→ **Task requirements**
Render each line of the listing below as a row of a Markdown table with two columns, Row and Text, numbering the rows in order and omitting blank lines.

→ **Task data**
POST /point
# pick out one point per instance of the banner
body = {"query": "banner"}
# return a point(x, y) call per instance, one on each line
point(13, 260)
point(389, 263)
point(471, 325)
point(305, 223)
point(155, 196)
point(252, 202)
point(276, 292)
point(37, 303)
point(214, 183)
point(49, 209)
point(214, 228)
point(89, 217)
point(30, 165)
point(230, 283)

→ **Exercise answer**
| Row | Text |
|---|---|
| 1 | POST /point |
| 2 | # pick out one point per instance of the banner |
| 3 | body = {"query": "banner"} |
| 4 | # return a point(x, y) call per instance, one on each line |
| 5 | point(13, 260) |
| 6 | point(389, 263) |
| 7 | point(471, 325) |
| 8 | point(305, 223) |
| 9 | point(155, 196) |
| 10 | point(252, 202) |
| 11 | point(276, 292) |
| 12 | point(37, 303) |
| 13 | point(214, 183) |
| 14 | point(49, 209) |
| 15 | point(214, 228) |
| 16 | point(89, 217) |
| 17 | point(30, 165) |
| 18 | point(230, 283) |